(Data of labeled points)
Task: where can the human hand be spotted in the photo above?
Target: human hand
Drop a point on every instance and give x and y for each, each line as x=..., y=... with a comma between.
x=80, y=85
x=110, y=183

§ Aim of the exercise: Write out the data again, replacing "human hand" with "person's hand" each time it occurs and keeping everything else the same.

§ Reply:
Task: where can the person's hand be spotted in the photo above?
Target: person's hand
Drop a point on every instance and give x and y for each, each line as x=..., y=... with a comma between.
x=80, y=85
x=110, y=183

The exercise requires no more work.